Task instructions: Reproduce each line below precisely. Drop the pictures.

START Input material

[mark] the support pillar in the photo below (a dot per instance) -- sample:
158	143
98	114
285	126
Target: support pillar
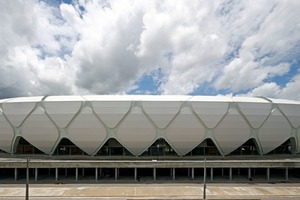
249	173
16	174
173	174
76	174
56	174
96	174
35	174
222	171
193	174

END Input material

Exercise solution:
[mark] the support pillar in the photo below (a dot per instance) -- sample:
158	143
98	114
285	126
Target: support pillar
249	173
16	174
173	174
76	174
56	174
96	174
35	174
222	171
193	174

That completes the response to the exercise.